_Problem description:_
List every person or group that the Civ VI multiplayer post mentions by name or handle.

_Selection:_
The more we play CIV VI MP, the more the scientific (science) and commercial districts (upgrades/military) become dominant. Being an entertainment district, I would devalue the entertainment district. The patronage is underwhelming as well. Money is always tight and faith even more so with GTS (settlers).
Woden took Phoenicia and rightly so. The best thing about unique districts is that you can take better advantage of the district discount and can establish districts quickly in new cities. An harbour is excellent for that. The Bireme I would dismiss. The settler bonus on the cothon is nice though and a decent boost compared with the other civs around here. Thankfully it is Woden so he is not a military threat.
Suboptimal has all the advantages of a unique district as well. Apart from that? MEH. I am not seeing a culture pressure game as realistic. Especially as you need to store Great Works somewhere and you have to do so in suboptimal districts. England is like Phoenicia only less dangerous.
Kaiser as Egypt. Egypt is an interesting choice and one I would have taken. I think the Maryannu Archer is underestimated. Please do consider that it has 35! Ranged strength. I know it costs and arm and a leg, but in the right hands it can be devastating. I am not too impressed by Kaiser yet, I have no idea how he handled PBEM 17 that badly.
Do notice that I see other civs and players always through the lens of danger and aggression. YMMV.
A military victory over a human player is not as difficult as you think it is. Most players around here suffer from builderitis and micromanagment excess and ignore the military side of the game at their own peril. The only saving grace are two problems which I identified back in PBEM 2:
- You have to conquer someone whole. Anything else is a total waste of ressources and time apart from very specific punitive expeditions to set someone back by burning a city.
- The earlier you do a war the better.
I think you are perfectly setup with dedlurkers. What Sullla rightly pointed out in his critic on me is the disfocus. Either you got military or you just leave it alone. I would suggest to keep an open mind. Noone would expect a canadian rush.

_Information provided:_
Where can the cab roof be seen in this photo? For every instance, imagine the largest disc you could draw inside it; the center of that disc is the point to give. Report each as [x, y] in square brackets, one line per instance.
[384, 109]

_Task solution:_
Woden, Suboptimal, Kaiser, Sullla, dedlurkers